**Exercise directions**
Reproduce the records. Keep every word exact and include no images.

(Extracted records)
"""
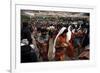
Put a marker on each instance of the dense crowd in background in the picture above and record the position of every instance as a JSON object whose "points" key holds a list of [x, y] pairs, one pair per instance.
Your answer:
{"points": [[38, 39]]}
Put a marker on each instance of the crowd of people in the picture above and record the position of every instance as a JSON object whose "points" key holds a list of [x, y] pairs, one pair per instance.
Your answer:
{"points": [[54, 39]]}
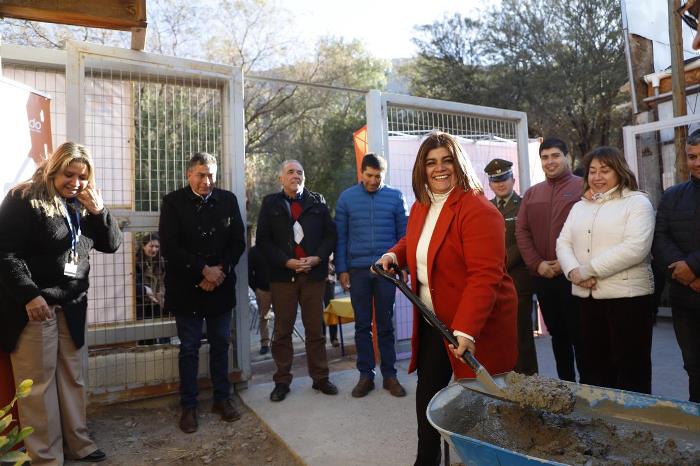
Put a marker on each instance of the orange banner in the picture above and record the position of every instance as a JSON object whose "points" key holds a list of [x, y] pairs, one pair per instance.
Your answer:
{"points": [[360, 139]]}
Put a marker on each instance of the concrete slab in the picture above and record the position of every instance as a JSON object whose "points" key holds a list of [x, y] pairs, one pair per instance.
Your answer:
{"points": [[376, 430], [379, 429]]}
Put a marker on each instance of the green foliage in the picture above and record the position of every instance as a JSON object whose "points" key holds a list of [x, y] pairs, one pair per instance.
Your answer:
{"points": [[9, 439], [312, 125], [561, 62]]}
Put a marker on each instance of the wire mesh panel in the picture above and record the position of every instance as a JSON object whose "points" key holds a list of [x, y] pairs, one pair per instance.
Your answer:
{"points": [[482, 138], [142, 127], [141, 119]]}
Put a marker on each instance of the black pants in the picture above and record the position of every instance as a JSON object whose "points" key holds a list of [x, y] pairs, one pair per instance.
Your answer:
{"points": [[434, 373], [619, 335], [686, 323], [562, 315]]}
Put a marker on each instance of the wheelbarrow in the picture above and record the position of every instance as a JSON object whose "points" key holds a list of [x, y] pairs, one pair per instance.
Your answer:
{"points": [[450, 409]]}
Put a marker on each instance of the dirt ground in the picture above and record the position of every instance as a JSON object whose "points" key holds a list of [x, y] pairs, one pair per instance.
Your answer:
{"points": [[146, 433]]}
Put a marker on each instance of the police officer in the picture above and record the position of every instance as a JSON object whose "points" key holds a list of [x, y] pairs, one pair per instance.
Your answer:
{"points": [[502, 181]]}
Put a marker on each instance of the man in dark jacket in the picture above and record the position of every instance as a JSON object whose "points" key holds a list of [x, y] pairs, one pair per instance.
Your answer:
{"points": [[202, 238], [297, 235], [370, 217], [542, 214], [677, 249], [507, 201]]}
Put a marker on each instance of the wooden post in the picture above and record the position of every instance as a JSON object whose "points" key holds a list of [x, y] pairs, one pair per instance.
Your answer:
{"points": [[678, 82]]}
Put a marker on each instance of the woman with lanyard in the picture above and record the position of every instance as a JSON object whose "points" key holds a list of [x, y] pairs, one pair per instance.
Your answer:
{"points": [[48, 225]]}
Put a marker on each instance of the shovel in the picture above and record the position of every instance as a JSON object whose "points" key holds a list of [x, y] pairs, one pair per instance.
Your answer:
{"points": [[490, 387]]}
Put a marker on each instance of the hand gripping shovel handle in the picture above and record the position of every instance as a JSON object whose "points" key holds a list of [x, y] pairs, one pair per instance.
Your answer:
{"points": [[482, 374], [425, 312]]}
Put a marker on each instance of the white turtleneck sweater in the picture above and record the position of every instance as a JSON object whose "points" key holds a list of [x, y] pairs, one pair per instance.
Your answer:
{"points": [[437, 202]]}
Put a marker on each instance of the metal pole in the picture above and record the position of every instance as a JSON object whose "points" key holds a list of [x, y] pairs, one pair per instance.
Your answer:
{"points": [[628, 56], [678, 81]]}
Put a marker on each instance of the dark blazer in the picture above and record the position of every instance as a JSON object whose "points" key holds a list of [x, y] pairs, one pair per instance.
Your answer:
{"points": [[34, 249], [677, 236], [469, 286], [515, 265], [275, 236], [194, 233]]}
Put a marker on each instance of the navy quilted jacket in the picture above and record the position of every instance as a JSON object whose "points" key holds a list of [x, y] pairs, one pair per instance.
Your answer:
{"points": [[368, 225]]}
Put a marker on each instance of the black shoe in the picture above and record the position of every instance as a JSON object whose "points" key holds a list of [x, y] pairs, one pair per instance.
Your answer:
{"points": [[363, 387], [280, 392], [226, 409], [94, 457], [325, 386]]}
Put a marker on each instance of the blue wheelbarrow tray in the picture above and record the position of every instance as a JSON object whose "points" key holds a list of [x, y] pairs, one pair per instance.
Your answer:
{"points": [[646, 429]]}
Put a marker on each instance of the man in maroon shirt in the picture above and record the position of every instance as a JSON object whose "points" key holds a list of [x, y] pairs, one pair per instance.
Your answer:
{"points": [[543, 211]]}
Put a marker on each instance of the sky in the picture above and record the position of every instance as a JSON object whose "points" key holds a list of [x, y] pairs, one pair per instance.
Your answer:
{"points": [[385, 26]]}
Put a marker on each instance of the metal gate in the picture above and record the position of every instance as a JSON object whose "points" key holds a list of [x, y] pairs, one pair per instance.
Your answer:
{"points": [[142, 116]]}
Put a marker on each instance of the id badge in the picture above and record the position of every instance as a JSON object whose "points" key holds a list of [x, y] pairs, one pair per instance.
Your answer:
{"points": [[70, 269]]}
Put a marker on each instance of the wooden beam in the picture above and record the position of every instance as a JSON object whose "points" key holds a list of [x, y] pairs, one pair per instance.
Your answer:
{"points": [[138, 38], [122, 15], [678, 85]]}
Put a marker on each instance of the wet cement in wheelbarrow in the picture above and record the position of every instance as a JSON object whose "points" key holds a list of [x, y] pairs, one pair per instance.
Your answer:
{"points": [[543, 393], [570, 439]]}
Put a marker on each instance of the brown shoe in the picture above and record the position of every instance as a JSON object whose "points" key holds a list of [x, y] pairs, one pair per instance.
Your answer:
{"points": [[394, 387], [188, 420], [228, 411], [363, 387]]}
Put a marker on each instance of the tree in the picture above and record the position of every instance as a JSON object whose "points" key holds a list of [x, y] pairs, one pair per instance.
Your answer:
{"points": [[282, 119], [561, 62]]}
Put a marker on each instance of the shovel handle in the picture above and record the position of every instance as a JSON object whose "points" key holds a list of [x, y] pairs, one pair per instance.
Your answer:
{"points": [[391, 275]]}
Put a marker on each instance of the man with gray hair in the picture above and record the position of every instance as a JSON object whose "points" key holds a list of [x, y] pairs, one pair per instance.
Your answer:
{"points": [[297, 235], [202, 238]]}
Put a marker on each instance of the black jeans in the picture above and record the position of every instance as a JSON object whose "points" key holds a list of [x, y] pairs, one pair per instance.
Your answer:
{"points": [[434, 373], [562, 315], [620, 332], [686, 323]]}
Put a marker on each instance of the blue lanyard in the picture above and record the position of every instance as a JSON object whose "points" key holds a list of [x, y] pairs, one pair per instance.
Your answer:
{"points": [[74, 229]]}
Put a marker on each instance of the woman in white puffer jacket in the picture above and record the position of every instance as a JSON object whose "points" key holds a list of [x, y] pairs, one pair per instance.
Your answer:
{"points": [[604, 249]]}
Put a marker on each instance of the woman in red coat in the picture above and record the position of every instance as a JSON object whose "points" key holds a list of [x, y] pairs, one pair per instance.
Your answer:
{"points": [[455, 252]]}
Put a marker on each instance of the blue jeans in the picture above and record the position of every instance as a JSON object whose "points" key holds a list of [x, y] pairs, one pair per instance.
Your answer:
{"points": [[686, 323], [363, 287], [189, 331]]}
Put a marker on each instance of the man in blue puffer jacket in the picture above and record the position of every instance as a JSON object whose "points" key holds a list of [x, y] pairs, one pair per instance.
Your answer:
{"points": [[370, 218]]}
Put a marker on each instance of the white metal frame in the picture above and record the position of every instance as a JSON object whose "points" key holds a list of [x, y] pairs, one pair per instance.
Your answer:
{"points": [[377, 103], [629, 134], [80, 56]]}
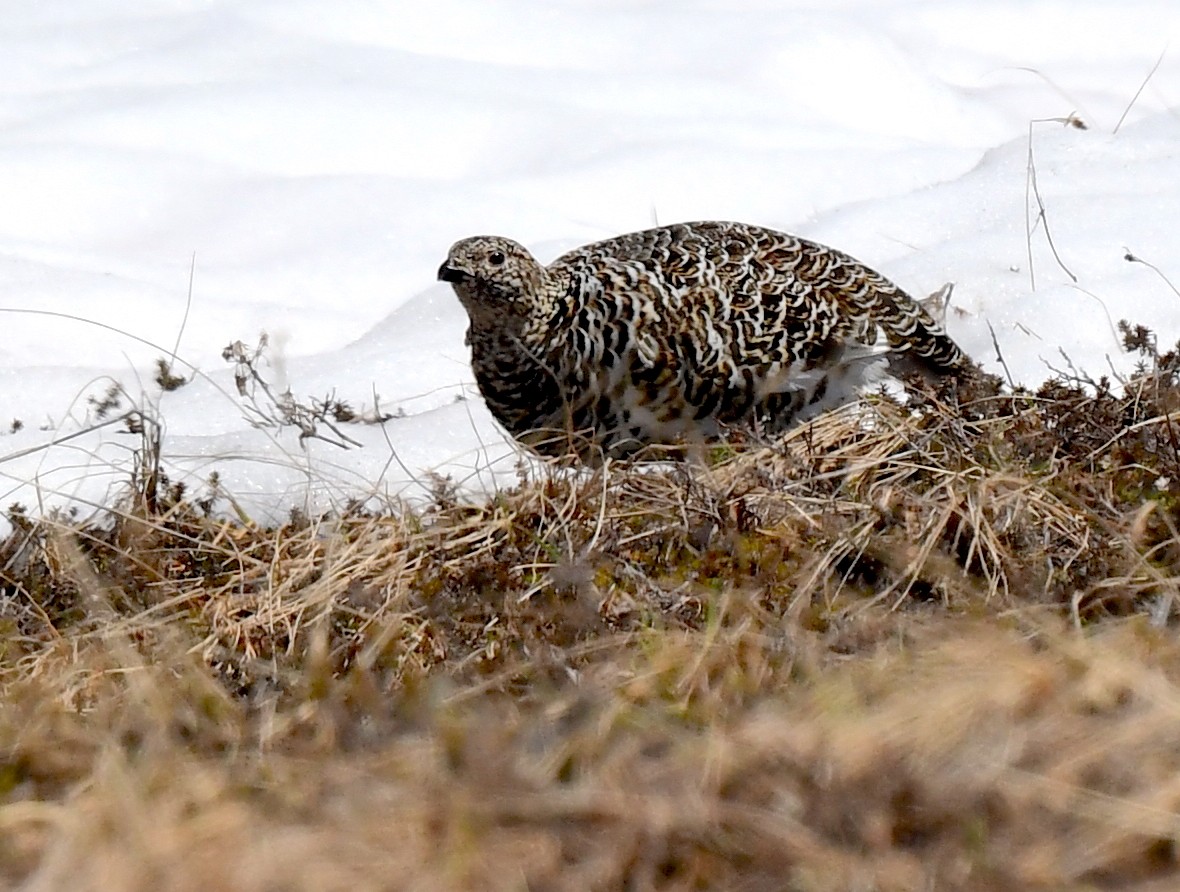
"""
**Response**
Put a marker on each instance of the dense crowd in background in the picture above and record the position of every instance as a JSON object whose "points" key holds a list of [x, y] pairs, one pair per instance.
Your answer:
{"points": [[38, 39]]}
Put a marker on each instance of the crowd of people in the picture above and record the position of every instance as a JSON object whose "points" key holds a list of [x, y] pairs, one pair per instance.
Your answer:
{"points": [[54, 39]]}
Put a marker on each instance of the orange banner in the picture above and record the position of every instance as a JSON object whose "points" key holds a list of [x, y] pairs, one pair per instance.
Your answer:
{"points": [[360, 139]]}
Put a marker on each instance of the concrete slab in the picture above and record the position of every instance as a JSON object whose "points" key holds a list of [x, y] pairs, one pair per instance.
Your answer:
{"points": [[376, 430], [379, 429]]}
Put a marker on each instance of the green foliage in the picture above and record the position of every instance as a JSON object whose "points" key holds a list of [x, y] pairs, one pair per instance.
Your answer:
{"points": [[9, 439], [312, 125], [561, 62]]}
Put a marker on each instance of the wire mesh panel in the picture above and record the position of every instance as a JSON object whose "points" key holds a list of [x, y] pairs, one pair per instance.
Your answer:
{"points": [[482, 138], [142, 127], [141, 119]]}
Put a marker on each instance of the black pants in the picture above and record the position of every instance as a JSON object whose "points" key holds a list of [x, y] pairs, one pair per instance.
Your answer:
{"points": [[434, 373], [619, 335], [686, 323], [562, 315]]}
Put a marker on each instance of the wheelbarrow in the picture above and record the position of every instance as a JSON object whose "points" key holds a list of [x, y] pairs, one pair per instance.
Your answer:
{"points": [[450, 409]]}
Put a marker on each instance of the dirt ground in the picture above and record the position of every instance as a JSON object whose "points" key holds a list of [x, y] pairs, one pair per instance.
Your answer:
{"points": [[146, 433]]}
Put a marker on each instance of the police officer in the picture above and record the position of every instance as a JSON object whose "points" key holds a list of [x, y] pairs, one pair per instance.
Your answer:
{"points": [[502, 181]]}
Put a marker on each instance of the man in dark jacket in the picture above and record the position of every instance as a JSON object whose "points" key holds a list of [x, y] pairs, one pair per instance.
Your answer:
{"points": [[202, 238], [297, 235], [370, 217], [542, 214], [677, 249], [507, 201]]}
Put a marker on each instance of the wooden post in the picture above and record the position of every instance as a JSON object whose "points" key holds a list of [x, y] pairs, one pair per instance.
Your answer:
{"points": [[678, 82]]}
Put a marker on each instance of the woman with lanyard in the picture above and record the position of every instance as a JSON object whose "points" key holds a list of [x, y] pairs, one pair per instance.
Your answer:
{"points": [[48, 225]]}
Put a marker on each instance of the shovel in the picture above and record the position of every instance as a JSON object whose "points" key holds a list of [x, y] pairs, one pair per instance.
Your answer:
{"points": [[490, 387]]}
Put a marker on each instance of the hand gripping shovel handle in the picture above and record the position of every instance as a JSON object whose "points" key holds a list of [x, y] pairs, one pair per instance.
Your answer:
{"points": [[482, 374], [425, 312]]}
Put a marker on each instance of the white turtleneck sweater in the picture above and record the position of every instance as a JSON object whose "points" key holds a list of [x, y] pairs, one pair per instance.
Your answer:
{"points": [[437, 202]]}
Put a marker on each instance of the metal pole in the picture above and record the position of every instance as a JSON object whose "points" key holds a list of [x, y] pairs, one pair per instance.
Your answer:
{"points": [[628, 56], [678, 81]]}
Put a marker on each instance of the dark blazer in the picture above and record the position of every instance as a JSON object whose "points" key holds a list of [x, y] pairs, one pair per instance.
Your answer:
{"points": [[34, 249], [677, 236], [469, 286], [515, 265], [275, 236], [194, 233]]}
Put a marker on each instance of the navy quilted jacket in the picture above and record the position of every instance as a JSON object whose "points" key holds a list of [x, y] pairs, one pair per instance.
Your answer:
{"points": [[368, 225]]}
Put a marker on each instance of the black shoe in the picture above and record the position of every instance as a JSON object whose "points" key holds a list of [x, y] pairs, one pair per instance.
Your answer:
{"points": [[363, 387], [280, 392], [226, 409], [94, 457], [325, 386]]}
Put a marker on each instance of the blue wheelbarrow tray in the picture above and record the position of every instance as a JSON object whose "points" key holds a list of [x, y] pairs, one pair per instance.
Your answer:
{"points": [[646, 429]]}
Put a marker on each instance of the man in maroon shirt in the picture above and record the position of every instance as a JSON object whose "points" key holds a list of [x, y] pairs, one pair per instance.
Your answer:
{"points": [[543, 211]]}
Put a marker on each instance of the sky in the picture above and record the position of every instance as a JSON object whose "points" key holds a list of [x, y] pairs, one pair per instance.
Your answer:
{"points": [[385, 26]]}
Put a marker on each instance of the metal gate in the picture above and record the position of every instance as a JSON object whose "points" key holds a list of [x, y] pairs, one pair per instance.
Your answer:
{"points": [[142, 116]]}
Put a marker on each instance of the id badge in the picture above and record the position of every instance as a JSON object whose "points" key holds a list of [x, y] pairs, one pair per instance.
Your answer:
{"points": [[70, 269]]}
Put a marker on each instance of the wooden beam in the picture above and record the position of every instance as a JSON object whose "points" key holds a list of [x, y] pairs, one pair per instance.
Your answer:
{"points": [[138, 38], [122, 15], [678, 85]]}
Put a marker on each instance of the wet cement in wheelbarrow in the picture above and record the position of every instance as a JSON object whose "points" key holds a list of [x, y] pairs, one pair per instance.
Your answer:
{"points": [[543, 393], [570, 439]]}
Put a marker on each instance of the brown shoe in the picture above and record the position of every instance as a JSON object whose "points" key holds a list of [x, y] pairs, one pair per instance.
Your answer:
{"points": [[394, 387], [188, 420], [228, 411], [363, 387]]}
Put a marker on each instance of the tree in the picture above and record the position of every instance as a JSON object whose "points" key holds a list of [x, y] pairs, one pair per instance.
Your answer:
{"points": [[282, 119], [561, 62]]}
Put a marker on each instance of the shovel handle in the picture above and record the position of every instance as a JSON object whose "points" key holds a list of [x, y] pairs, one pair per instance.
Your answer:
{"points": [[391, 275]]}
Put a marker on each instance of the man with gray hair in the picture above and record the position of every instance as a JSON object whose "points" key holds a list of [x, y] pairs, one pair per instance.
Your answer:
{"points": [[297, 235], [202, 238]]}
Put a marker on each instance of the black jeans in the picture above and record the position of every instance as a JSON object whose "points" key holds a list of [x, y] pairs, one pair per instance.
Your answer:
{"points": [[434, 373], [562, 315], [620, 332], [686, 323]]}
Put a marker on each instance of the blue lanyard in the picture above and record the position of every instance as a JSON object whose "points" key holds a list of [x, y] pairs, one pair per instance.
Your answer:
{"points": [[74, 229]]}
Put a marker on each instance of the woman in white puffer jacket in the picture above and record the position of every instance as a JSON object whose "points" key holds a list of [x, y] pairs, one pair per instance.
Your answer:
{"points": [[604, 249]]}
Put a marker on each instance of the woman in red coat in the picture above and record the position of every instance as a JSON object whose "points" key holds a list of [x, y] pairs, one pair per instance.
Your answer:
{"points": [[455, 252]]}
Put a marker on each instance of the blue jeans in the picture above and record the position of every instance as a JSON object whose "points" key holds a list of [x, y] pairs, one pair per instance.
Your answer:
{"points": [[686, 323], [363, 287], [189, 331]]}
Put a marker on each instance of the man in blue puffer jacket in the picture above and record the position of every instance as a JSON object whose "points" key holds a list of [x, y] pairs, one pair per instance.
Your answer:
{"points": [[370, 218]]}
Put a marker on each instance of the white metal frame in the picture above and record the position of every instance as a JSON object whose "points" key holds a list of [x, y] pairs, one pair per instance.
Your answer:
{"points": [[377, 103], [629, 134], [80, 56]]}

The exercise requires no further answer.